= PROMPT =
Look through the records below for the line holding "The component shall return one point per instance of the open". Write it out exactly, with each following line through the line holding "The component shall return one point per instance of the tea".

= INPUT =
○ ○ ○ ○
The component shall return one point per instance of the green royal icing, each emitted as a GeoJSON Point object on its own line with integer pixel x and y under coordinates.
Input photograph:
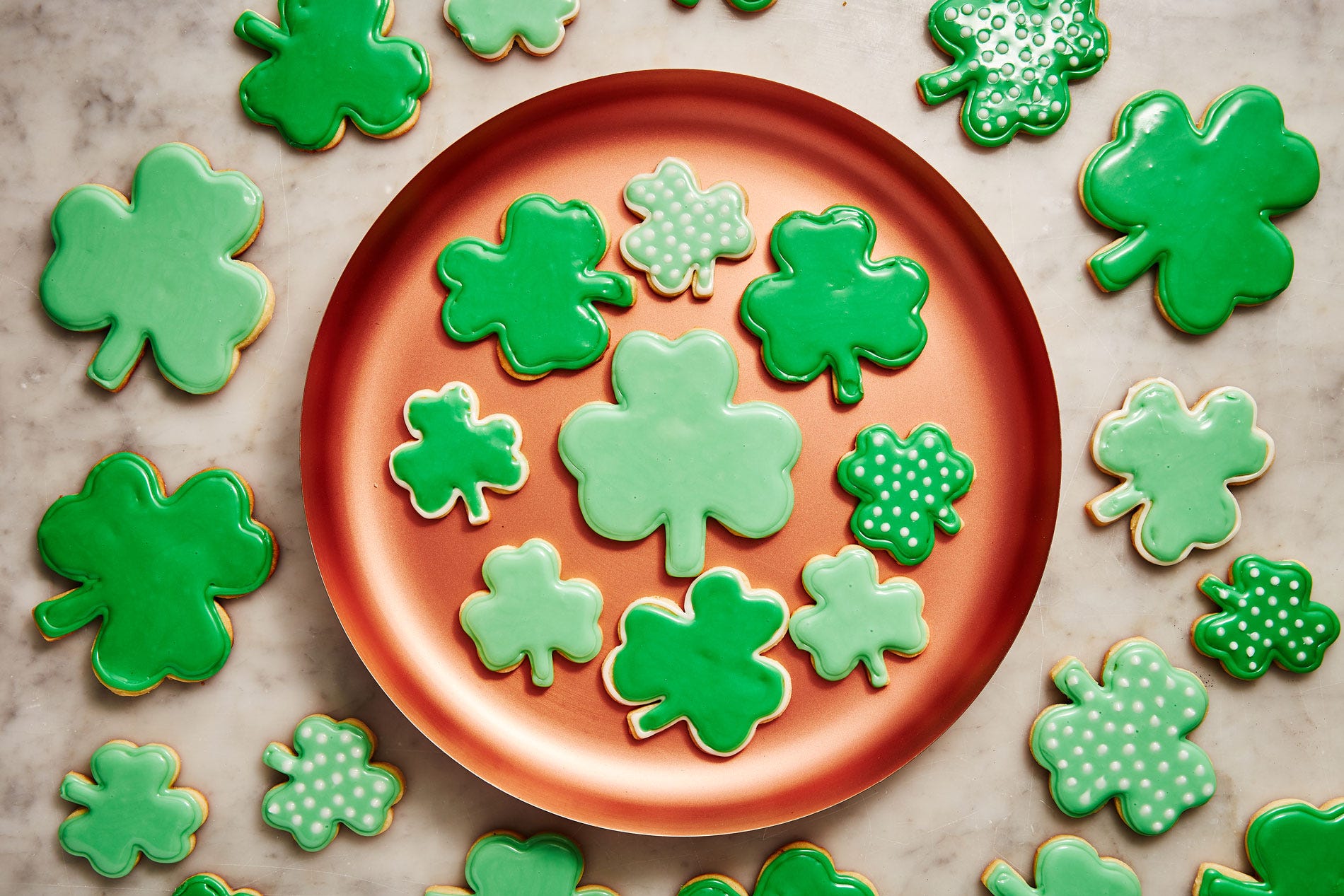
○ ○ ○ ○
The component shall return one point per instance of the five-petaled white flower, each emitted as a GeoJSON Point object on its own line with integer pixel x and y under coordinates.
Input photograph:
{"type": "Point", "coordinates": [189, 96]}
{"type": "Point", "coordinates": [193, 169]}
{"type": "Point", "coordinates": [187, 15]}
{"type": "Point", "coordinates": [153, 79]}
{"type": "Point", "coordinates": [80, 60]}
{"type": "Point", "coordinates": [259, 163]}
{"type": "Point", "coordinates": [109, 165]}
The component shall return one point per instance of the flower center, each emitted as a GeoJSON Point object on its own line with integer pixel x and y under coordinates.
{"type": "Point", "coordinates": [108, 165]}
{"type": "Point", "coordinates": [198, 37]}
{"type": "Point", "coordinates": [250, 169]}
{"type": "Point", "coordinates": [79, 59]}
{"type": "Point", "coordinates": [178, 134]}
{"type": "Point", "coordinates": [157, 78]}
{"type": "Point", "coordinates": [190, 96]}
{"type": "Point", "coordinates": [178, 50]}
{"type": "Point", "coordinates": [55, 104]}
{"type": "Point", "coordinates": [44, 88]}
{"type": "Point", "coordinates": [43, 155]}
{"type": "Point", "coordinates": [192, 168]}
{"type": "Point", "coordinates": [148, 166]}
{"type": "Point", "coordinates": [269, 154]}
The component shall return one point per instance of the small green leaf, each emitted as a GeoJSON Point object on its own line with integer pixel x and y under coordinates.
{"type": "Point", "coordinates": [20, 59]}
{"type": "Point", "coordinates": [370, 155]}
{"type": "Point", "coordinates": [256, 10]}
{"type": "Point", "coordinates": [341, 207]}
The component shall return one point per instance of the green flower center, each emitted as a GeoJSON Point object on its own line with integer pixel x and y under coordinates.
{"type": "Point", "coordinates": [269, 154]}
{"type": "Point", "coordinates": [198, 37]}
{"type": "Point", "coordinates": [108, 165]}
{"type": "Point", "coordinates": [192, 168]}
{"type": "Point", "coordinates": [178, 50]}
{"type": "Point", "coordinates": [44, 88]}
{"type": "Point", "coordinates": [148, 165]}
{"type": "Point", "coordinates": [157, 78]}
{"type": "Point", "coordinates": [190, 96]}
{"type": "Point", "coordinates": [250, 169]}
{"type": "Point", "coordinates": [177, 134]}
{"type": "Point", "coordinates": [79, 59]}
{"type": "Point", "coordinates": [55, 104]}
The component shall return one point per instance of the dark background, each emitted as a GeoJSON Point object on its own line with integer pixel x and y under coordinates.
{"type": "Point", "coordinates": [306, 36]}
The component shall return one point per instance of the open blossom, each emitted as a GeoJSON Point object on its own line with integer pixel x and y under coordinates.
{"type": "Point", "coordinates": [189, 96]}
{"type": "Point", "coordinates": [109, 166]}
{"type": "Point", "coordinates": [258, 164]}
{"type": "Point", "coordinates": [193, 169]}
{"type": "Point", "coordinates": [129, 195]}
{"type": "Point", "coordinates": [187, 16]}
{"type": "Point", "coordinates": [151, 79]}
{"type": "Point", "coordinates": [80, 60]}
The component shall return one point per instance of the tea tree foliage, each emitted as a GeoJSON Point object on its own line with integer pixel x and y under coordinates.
○ ○ ○ ○
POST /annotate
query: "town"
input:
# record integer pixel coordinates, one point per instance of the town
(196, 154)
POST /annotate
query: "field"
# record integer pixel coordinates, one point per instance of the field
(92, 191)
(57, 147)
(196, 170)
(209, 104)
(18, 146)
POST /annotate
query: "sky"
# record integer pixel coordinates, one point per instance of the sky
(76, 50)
○ ○ ○ ○
= YOUR SOLUTION =
The component shall return one point per instance of the open blossom, each emitted as a GeoJSON Point object on its own line with integer pixel x and y under coordinates.
{"type": "Point", "coordinates": [189, 96]}
{"type": "Point", "coordinates": [109, 166]}
{"type": "Point", "coordinates": [258, 164]}
{"type": "Point", "coordinates": [193, 169]}
{"type": "Point", "coordinates": [129, 195]}
{"type": "Point", "coordinates": [187, 16]}
{"type": "Point", "coordinates": [151, 79]}
{"type": "Point", "coordinates": [80, 60]}
The component shall return one point per instance of the tea tree foliage, each emitted as a GeoJSON Point object on its own line with integer pixel x and y under coordinates.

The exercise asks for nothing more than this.